Beginning at the top of the data below, write out every line exactly until you reach the line with "182 161 L 236", and include that line.

SUPPLIED ENTRIES:
<<<<

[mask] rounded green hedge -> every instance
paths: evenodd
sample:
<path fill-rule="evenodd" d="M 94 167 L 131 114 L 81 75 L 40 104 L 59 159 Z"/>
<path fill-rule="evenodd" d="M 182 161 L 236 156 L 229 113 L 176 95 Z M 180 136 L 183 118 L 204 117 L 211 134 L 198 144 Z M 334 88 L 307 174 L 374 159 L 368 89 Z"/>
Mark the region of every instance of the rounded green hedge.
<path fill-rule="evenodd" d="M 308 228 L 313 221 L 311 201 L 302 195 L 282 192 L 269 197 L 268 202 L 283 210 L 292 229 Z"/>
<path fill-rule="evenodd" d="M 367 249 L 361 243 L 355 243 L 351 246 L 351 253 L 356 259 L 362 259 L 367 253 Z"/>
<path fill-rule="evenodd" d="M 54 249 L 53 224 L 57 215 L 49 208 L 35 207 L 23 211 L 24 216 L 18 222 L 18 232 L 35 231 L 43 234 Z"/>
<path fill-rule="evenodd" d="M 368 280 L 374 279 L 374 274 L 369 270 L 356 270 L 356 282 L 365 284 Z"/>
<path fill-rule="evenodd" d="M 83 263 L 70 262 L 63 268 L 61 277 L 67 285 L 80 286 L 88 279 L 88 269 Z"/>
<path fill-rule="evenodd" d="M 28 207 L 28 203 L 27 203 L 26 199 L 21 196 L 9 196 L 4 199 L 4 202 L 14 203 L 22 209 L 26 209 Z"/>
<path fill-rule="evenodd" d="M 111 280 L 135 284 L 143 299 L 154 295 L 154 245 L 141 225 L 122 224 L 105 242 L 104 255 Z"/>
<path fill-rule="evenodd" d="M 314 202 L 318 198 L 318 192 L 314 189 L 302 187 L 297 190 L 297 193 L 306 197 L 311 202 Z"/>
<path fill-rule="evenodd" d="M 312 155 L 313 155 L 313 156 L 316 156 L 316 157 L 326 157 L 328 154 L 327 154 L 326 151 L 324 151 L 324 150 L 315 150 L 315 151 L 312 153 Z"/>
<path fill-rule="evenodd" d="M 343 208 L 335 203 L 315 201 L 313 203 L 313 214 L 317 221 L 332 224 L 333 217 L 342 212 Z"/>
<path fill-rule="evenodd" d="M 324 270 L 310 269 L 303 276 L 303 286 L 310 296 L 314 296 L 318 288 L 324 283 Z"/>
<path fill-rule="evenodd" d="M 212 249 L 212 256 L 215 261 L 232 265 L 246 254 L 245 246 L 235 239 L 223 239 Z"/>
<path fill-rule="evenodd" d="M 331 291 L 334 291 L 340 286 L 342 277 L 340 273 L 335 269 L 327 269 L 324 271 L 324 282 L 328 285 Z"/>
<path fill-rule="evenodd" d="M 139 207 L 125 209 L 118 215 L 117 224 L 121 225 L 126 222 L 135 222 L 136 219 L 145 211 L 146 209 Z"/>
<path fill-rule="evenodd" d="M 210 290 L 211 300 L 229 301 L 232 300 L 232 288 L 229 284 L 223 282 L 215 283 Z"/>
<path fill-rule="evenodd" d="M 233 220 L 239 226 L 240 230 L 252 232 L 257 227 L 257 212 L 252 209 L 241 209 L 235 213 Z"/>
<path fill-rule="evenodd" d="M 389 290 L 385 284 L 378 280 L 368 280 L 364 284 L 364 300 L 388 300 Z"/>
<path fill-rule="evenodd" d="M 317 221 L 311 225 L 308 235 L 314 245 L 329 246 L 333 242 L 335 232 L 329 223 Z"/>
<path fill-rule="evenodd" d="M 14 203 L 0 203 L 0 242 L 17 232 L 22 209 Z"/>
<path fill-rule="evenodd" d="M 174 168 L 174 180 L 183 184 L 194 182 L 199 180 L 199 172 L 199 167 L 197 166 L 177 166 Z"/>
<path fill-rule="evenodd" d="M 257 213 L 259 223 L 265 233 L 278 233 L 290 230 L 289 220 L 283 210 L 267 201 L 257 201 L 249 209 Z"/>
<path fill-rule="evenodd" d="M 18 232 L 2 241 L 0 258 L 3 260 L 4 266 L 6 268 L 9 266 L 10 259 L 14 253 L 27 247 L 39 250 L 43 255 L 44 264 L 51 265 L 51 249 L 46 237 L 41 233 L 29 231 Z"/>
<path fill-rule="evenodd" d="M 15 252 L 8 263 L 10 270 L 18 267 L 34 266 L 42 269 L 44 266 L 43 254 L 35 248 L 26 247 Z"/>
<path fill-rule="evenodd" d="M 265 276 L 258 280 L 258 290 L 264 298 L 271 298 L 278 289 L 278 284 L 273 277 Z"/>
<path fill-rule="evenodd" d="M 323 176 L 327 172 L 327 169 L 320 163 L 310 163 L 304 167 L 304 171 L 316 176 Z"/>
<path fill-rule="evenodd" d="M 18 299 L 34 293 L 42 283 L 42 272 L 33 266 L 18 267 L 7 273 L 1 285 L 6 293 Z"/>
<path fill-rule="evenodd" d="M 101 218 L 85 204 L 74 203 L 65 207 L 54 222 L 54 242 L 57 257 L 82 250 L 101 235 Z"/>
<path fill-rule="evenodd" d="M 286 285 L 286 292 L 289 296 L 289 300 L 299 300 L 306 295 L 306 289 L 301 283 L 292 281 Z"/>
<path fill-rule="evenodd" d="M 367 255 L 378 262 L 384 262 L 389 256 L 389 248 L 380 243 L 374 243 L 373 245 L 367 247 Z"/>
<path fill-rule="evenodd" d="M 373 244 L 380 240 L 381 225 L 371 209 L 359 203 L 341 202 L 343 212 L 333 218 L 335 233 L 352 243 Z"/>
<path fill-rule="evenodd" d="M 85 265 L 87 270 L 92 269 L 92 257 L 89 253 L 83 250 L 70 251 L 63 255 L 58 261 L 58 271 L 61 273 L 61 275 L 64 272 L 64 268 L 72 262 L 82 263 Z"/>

>>>>

SOLUTION FOR THIS TASK:
[mask] rounded green hedge -> every instance
paths: evenodd
sample:
<path fill-rule="evenodd" d="M 94 167 L 131 114 L 81 75 L 40 104 L 59 159 Z"/>
<path fill-rule="evenodd" d="M 182 161 L 236 156 L 229 113 L 176 95 Z M 180 136 L 183 118 L 204 117 L 211 134 L 198 144 Z M 334 88 L 307 174 L 374 159 L 368 89 Z"/>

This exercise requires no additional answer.